YOUR OBJECTIVE
Convert every one of the entries below into a two-column CSV with the header row input,output and one row per entry. Put the entry's text under input and its answer under output, each enclosed in double quotes as a single field, with any line breaks replaced by spaces.

─── DATASET RECORDS

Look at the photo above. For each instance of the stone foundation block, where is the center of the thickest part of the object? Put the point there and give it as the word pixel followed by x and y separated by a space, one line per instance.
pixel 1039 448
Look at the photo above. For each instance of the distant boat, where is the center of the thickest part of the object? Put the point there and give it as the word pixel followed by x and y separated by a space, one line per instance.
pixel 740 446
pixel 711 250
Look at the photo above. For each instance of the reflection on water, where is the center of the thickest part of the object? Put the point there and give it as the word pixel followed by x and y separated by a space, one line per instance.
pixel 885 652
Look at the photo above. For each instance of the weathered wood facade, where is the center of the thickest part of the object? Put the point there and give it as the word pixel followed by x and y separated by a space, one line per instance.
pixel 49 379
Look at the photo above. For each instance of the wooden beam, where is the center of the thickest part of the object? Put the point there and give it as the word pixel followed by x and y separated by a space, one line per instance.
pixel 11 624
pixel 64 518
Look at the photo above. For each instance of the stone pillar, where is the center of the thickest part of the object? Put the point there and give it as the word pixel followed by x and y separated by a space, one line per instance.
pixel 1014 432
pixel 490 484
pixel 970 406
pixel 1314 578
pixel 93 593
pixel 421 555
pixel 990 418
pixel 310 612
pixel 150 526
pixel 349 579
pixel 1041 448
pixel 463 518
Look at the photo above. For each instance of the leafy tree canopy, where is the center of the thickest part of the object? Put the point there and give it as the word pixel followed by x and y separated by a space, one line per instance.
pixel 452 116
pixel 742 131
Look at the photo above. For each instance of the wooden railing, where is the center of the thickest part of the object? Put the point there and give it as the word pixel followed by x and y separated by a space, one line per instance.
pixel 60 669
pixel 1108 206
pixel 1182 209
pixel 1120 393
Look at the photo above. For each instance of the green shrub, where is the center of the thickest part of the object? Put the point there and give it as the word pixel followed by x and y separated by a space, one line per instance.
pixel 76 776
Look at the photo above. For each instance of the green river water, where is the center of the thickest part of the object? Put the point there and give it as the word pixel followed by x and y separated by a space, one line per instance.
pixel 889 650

──────

OUTPUT OF THE TASK
input,output
"Look at the photo above. For each instance of the stone foundation block, where is the center of the thickest part of the object? Put the point there and give it as the word pixel followed by x and y separated by a space, one line per instance.","pixel 1039 448"
"Look at the photo above. For each instance of the distant boat, where is the center of the thickest part of the object? Put the point there and give it as the word pixel followed by x and y separated by a space, one line per instance.","pixel 740 446 pixel 711 250"
"Look at the photo above. For each instance of the reflection on water, where is the center of the thickest part of the object? Put the point there and give it as the word pixel followed by x and y separated by a space, one line per instance.","pixel 885 652"
"Look at the photo above. For each instance of the weathered wood facade, where is the center of the thickest part of the object? Put the point there and give it as the word pixel followed by x and y separated by a space, one line per instance.","pixel 49 379"
"Look at the photo above. For each instance of the wooden beam, where is the center of the thickest part of the object? Put the point there and give it as the word pixel followed by x and y separated by a space, one line per instance.","pixel 11 624 pixel 64 518"
"Look at the photo above. For each instance of the stone pillar, where is the center of the thickest part of the object? Put the point there and give it as the word pixel followed by x and y separated by a space, one line per instance.","pixel 1014 432 pixel 490 484 pixel 970 406 pixel 1314 578 pixel 93 593 pixel 421 555 pixel 990 418 pixel 310 612 pixel 150 526 pixel 349 579 pixel 1041 448 pixel 463 518"
"Look at the photo above. For each instance of the leafy tree canopy, where is the center of the thickest part of the object? Put the point there and give it as the word pixel followed by x and y separated by a space, one line per instance.","pixel 452 116 pixel 742 131"
"Look at the photo above. For each instance of the wooden railing, where is the center of the thickest part of the object? Put the point there and give it as the word pixel followed by x and y separated by a space, one line per instance.","pixel 60 669 pixel 1108 206 pixel 1182 209 pixel 1120 393"
"Look at the photo above. For each instance of the green shrub, where is the center of the thickest part of the object? Put the point there and give it as the word pixel followed by x and y separated by a space, one line per instance.","pixel 76 776"
"Look at the photo above. For each instance of the green river water, where is the center of the thickest part of the object? Put the point there and give it as the word pixel followed by x and y separated by a space, one line per instance.","pixel 889 650"